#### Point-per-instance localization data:
-----
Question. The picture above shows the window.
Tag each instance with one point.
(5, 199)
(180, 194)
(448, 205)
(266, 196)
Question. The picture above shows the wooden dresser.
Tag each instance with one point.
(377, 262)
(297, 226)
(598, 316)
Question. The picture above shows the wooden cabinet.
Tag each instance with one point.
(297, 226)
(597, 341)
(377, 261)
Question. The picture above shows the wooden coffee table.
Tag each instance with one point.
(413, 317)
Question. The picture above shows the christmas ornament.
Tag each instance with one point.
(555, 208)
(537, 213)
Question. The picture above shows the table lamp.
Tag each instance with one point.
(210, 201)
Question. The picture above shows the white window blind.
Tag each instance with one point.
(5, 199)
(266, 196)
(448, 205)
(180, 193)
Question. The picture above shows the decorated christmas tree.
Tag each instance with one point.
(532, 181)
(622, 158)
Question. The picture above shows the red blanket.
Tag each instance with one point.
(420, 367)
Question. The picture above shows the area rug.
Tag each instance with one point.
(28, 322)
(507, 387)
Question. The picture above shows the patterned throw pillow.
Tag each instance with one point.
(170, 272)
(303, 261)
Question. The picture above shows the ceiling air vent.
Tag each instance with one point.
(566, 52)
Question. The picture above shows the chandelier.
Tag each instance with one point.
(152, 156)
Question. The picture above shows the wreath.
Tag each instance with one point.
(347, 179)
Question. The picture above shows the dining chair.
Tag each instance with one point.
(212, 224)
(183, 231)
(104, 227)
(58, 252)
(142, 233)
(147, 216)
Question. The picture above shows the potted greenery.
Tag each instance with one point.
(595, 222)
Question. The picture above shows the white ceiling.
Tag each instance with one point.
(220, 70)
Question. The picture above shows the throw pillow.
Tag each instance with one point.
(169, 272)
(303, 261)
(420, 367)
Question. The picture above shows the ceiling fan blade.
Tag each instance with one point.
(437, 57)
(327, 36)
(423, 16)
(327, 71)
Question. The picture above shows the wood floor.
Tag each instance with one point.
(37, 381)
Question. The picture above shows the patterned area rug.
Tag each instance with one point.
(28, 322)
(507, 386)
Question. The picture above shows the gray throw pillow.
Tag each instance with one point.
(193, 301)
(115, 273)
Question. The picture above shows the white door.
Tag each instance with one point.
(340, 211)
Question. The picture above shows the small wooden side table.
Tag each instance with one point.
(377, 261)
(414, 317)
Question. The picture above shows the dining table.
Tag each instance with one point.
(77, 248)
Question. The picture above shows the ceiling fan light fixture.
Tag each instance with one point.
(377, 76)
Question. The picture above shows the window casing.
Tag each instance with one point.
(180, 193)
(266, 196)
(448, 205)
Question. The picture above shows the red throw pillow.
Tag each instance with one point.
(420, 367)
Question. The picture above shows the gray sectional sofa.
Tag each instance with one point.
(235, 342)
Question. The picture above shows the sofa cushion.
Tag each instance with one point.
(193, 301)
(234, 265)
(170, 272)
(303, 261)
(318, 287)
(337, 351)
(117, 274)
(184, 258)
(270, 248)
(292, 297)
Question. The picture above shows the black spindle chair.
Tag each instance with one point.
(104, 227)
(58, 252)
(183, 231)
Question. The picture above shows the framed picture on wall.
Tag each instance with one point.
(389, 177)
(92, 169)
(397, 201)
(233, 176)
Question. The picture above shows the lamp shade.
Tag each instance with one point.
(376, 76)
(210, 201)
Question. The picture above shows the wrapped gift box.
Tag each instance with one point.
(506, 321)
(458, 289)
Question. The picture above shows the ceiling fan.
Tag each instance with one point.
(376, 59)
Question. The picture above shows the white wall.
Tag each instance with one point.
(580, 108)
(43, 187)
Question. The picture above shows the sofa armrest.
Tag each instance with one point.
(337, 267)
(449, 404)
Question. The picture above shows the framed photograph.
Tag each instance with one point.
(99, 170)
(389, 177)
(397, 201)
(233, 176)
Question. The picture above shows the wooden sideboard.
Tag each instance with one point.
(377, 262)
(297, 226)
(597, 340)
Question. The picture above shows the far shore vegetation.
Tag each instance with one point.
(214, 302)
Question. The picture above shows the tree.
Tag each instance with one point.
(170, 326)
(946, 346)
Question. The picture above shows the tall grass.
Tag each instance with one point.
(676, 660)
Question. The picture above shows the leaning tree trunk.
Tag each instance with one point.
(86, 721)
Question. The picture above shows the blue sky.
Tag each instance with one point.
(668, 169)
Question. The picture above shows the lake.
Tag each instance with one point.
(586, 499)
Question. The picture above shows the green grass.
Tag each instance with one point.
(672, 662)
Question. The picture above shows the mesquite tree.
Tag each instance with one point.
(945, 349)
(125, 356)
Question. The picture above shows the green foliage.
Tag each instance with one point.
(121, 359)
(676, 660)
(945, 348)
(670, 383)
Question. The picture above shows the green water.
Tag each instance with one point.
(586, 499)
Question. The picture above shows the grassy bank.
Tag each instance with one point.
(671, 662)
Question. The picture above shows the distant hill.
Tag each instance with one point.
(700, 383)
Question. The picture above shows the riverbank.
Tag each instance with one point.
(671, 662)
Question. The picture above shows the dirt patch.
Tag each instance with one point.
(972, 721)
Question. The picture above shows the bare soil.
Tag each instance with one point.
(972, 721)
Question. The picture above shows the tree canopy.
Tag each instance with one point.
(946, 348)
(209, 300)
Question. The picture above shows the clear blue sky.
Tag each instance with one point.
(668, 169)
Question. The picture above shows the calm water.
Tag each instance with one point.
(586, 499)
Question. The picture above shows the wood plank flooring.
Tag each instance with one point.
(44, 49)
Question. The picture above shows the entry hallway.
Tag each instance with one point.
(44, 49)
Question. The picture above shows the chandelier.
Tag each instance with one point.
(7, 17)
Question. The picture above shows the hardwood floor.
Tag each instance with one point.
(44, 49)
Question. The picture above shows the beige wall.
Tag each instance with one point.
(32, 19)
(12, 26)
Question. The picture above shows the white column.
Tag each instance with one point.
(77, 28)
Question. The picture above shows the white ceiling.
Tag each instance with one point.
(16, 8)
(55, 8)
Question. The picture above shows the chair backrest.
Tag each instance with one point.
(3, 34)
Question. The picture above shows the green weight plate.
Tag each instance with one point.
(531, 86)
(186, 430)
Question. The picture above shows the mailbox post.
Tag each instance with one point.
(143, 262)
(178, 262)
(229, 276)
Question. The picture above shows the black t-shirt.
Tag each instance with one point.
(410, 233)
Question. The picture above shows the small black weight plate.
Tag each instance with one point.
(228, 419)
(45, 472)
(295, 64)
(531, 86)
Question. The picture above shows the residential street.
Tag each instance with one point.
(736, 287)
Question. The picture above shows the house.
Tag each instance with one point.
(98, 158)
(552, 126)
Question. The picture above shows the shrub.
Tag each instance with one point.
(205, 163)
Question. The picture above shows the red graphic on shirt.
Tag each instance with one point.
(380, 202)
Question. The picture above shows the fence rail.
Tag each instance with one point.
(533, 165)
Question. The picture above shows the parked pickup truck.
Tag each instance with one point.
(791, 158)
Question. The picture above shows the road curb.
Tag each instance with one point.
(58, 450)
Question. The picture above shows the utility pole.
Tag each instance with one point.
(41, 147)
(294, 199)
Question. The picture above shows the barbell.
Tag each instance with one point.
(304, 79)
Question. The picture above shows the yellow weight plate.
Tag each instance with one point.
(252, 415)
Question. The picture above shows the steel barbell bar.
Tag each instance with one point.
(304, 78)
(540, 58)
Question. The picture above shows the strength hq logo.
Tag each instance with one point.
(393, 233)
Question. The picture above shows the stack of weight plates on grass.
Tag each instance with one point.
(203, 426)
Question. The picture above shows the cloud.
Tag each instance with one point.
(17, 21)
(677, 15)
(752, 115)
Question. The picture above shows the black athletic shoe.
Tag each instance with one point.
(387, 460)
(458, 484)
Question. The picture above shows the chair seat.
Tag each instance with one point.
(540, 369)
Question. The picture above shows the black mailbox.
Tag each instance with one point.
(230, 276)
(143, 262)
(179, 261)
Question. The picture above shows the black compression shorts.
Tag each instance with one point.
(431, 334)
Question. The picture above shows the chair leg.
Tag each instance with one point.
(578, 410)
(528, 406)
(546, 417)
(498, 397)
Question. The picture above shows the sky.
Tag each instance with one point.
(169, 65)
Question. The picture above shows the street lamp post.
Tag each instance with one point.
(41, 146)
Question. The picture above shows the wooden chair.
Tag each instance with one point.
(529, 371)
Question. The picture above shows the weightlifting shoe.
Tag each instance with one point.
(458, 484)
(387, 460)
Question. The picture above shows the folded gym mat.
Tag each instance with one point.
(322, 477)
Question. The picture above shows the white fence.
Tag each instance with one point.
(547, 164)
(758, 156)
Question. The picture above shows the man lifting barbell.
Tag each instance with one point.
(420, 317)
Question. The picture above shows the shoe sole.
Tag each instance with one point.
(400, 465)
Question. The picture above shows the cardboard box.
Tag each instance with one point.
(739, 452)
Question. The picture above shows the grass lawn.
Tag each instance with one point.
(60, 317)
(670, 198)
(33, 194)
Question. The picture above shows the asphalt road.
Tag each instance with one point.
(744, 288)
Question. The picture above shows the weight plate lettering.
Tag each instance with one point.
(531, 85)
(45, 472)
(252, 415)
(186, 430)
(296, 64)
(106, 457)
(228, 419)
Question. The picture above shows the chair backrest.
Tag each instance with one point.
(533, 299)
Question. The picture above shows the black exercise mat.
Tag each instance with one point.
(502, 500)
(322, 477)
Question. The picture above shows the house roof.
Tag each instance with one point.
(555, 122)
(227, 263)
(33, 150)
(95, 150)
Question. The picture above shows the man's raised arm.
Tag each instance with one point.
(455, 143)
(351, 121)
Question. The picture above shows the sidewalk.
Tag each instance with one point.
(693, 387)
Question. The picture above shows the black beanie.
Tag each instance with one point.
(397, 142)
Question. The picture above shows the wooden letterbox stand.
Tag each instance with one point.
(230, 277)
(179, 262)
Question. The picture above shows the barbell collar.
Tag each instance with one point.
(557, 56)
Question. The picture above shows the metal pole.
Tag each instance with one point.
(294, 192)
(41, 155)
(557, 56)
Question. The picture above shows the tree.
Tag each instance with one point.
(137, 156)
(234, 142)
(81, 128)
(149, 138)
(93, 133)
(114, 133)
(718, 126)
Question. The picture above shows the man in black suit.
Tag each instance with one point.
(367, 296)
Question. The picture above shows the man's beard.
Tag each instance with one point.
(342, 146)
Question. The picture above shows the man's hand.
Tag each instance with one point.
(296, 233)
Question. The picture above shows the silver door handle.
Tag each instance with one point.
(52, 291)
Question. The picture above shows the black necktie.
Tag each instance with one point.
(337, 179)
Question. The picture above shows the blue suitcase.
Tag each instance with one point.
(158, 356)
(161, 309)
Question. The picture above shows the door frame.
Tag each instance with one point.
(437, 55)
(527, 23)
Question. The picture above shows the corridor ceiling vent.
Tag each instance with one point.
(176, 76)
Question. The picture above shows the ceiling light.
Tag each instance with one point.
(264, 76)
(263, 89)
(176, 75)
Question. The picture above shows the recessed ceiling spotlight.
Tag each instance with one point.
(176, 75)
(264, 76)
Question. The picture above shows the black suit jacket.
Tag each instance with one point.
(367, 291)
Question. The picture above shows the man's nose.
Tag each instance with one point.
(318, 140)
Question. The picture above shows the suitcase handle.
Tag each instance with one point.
-----
Write down exactly the span of lines above from the one containing "Question. The picture above shows the yellow" to the one containing "Question. The picture above shows the strength", both ends included.

#### YOUR SOLUTION:
Question. The picture above shows the yellow weight plate.
Tag each instance with one point.
(252, 415)
Question. The picture above shows the steel barbell bar.
Tag each instance with one point.
(304, 78)
(540, 58)
Question. The picture above shows the strength hq logo.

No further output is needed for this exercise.